■ EXERCISE TASKS ■
[1] Answer these from the STAY article:
(a) Which developer made STAY?
(b) What is the only thing in the room that can help Quinn escape?
(c) In Lifeline, what did the player have to use to shout at the stewardess?
[2] Pick up the STAY article after its final sentence and keep writing it.

■ STUDY TEXT ■
==========

STAY Coming To Switch And PS4
In STAY, a new game from Spanish developer Appnormals Team and publisher PQube, a man named Quinn wakes up locked in an unfamiliar room with nothing to help him escape except a computer connected to the Internet. On the other end of that connection is you.
STAY is one of those rare games where you don’t get to control the central character directly. Instead, Quinn moves around of his own free will and you must influence his actions by chatting with him. Most of the time Quinn is desperate and willing to do whatever you say, but if you tell him the wrong thing or get on his bad side, you may lose control of him, resulting in a bad ending.
Games like this live or die based on how well the AI of the unplayable character is programmed, and there are more examples of it failing than working, from Namco’s awkward Pac-Man 2 in 1994, to Lifeline, a PS2 game where you had to use a microphone to shout at a stewardess in peril and she would only sometimes understand you.
Fortunately there do not appear to be many issues with STAY, because it’s gobbled up at least a dozen awards from around the world. In addition, there ARE some bits of gameplay where you get to control Quinn, in a sense….they are puzzle-solving screens where you use his hand to drag and drop pieces around.

==========

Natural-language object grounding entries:
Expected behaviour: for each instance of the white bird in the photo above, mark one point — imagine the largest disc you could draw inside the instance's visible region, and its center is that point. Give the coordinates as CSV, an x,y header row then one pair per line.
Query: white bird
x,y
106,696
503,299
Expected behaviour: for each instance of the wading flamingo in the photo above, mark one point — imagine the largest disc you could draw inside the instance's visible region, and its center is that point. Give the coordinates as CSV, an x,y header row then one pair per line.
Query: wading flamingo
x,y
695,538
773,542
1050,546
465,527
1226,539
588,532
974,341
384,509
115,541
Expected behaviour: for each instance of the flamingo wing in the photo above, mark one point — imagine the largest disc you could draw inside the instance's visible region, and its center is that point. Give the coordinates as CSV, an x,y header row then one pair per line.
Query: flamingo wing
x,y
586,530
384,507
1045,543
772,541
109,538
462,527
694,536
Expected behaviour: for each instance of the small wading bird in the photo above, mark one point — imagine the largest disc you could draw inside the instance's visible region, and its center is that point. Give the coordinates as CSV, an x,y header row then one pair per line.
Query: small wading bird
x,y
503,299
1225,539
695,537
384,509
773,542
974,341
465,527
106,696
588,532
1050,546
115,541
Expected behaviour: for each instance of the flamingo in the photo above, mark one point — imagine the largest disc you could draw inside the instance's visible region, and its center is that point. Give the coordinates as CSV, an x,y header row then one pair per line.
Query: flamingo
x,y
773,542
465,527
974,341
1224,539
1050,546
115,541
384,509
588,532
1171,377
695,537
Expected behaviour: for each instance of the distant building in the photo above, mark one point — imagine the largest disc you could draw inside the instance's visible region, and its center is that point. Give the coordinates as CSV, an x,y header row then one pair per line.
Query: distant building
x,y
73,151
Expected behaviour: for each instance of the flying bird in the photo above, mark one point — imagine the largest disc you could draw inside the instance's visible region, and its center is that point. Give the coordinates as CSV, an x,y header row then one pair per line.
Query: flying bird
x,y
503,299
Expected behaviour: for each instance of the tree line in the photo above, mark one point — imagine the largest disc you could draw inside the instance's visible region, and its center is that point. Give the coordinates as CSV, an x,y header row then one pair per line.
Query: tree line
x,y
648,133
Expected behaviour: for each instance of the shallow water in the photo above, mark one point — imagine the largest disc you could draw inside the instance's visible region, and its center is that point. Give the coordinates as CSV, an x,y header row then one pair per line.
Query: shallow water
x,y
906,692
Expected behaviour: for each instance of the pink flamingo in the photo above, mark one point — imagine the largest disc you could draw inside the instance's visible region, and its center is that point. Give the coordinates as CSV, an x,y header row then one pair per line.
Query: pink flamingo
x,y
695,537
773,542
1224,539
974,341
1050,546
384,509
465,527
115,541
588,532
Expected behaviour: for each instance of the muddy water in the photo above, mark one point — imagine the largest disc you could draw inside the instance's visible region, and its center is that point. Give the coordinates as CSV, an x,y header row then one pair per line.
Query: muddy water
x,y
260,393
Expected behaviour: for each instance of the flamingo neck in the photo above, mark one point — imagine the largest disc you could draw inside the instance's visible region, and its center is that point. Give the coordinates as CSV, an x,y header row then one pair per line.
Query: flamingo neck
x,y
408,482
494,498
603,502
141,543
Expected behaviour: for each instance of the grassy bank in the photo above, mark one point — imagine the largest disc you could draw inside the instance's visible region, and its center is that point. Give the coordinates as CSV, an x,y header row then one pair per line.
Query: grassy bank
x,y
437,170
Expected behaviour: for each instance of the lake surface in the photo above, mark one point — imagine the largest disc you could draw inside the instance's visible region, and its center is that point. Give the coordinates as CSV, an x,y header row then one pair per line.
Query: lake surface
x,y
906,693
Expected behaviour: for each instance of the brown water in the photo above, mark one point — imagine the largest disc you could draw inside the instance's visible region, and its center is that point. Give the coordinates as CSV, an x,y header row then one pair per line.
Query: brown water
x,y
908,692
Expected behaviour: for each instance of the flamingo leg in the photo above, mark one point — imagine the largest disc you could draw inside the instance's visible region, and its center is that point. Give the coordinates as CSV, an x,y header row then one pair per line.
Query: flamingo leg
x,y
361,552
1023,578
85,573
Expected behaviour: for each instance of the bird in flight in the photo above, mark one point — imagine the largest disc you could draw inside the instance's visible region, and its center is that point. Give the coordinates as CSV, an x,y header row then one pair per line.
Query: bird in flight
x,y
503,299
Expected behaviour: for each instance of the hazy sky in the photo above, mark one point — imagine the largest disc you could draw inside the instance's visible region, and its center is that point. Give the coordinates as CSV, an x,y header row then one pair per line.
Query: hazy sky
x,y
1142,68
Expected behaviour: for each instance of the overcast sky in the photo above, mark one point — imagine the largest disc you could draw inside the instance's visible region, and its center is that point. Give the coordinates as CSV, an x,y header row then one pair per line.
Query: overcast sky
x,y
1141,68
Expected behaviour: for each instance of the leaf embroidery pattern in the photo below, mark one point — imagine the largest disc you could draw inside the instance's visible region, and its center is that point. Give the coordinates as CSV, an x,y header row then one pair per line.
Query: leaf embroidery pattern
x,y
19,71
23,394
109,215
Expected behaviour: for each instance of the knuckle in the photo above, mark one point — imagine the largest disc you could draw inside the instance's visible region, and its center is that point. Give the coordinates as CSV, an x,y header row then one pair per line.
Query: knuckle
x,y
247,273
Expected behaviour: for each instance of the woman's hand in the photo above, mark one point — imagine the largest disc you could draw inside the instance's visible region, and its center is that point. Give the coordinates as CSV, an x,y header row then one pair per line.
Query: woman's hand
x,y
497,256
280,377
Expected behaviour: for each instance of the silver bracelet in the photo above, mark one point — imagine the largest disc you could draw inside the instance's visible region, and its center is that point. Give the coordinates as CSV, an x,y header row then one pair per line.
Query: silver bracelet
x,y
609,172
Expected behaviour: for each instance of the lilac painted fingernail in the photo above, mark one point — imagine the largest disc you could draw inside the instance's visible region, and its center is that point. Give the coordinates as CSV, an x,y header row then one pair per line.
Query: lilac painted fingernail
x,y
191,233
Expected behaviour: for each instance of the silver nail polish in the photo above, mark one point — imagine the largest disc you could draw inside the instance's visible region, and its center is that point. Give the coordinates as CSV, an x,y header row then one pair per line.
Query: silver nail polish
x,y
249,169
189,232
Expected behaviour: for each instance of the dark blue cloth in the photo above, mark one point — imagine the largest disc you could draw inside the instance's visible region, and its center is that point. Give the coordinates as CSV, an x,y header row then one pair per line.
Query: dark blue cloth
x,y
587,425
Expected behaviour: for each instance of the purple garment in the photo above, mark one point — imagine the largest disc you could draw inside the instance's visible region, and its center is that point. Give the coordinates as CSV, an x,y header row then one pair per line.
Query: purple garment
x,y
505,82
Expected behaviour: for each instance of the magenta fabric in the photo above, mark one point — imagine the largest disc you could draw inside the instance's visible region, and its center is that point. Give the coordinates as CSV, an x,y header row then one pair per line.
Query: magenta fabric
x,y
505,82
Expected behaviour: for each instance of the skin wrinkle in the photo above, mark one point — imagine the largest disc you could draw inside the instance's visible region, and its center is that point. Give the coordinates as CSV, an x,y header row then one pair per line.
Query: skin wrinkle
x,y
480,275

==========

■ ANSWERS FOR THE TASKS ■
[1]
(a) Appnormals Team, a Spanish developer
(b) A computer connected to the Internet
(c) A microphone

[2]
“It’s an approach that poses some interesting questions for the player,” says Michael Fisher, Product Manager at PQube. “Indeed, it becomes quickly apparent that what Quinn does away from the PC – which is all monitored by CCTV – is as important to the mystery behind STAY as what he says when he’s at his keyboard. The game is also played out in real time, so every moment the player spends away from their console or PC is a moment Quinn is left to his own devices. Will he survive without you?”
If you’re an XBox or PC gamer, you can find out the answer to that question right away — the game is already out for those formats. But if you’re patient, you’ll be able to pick up STAY on Nintendo Switch and PS4 later this summer.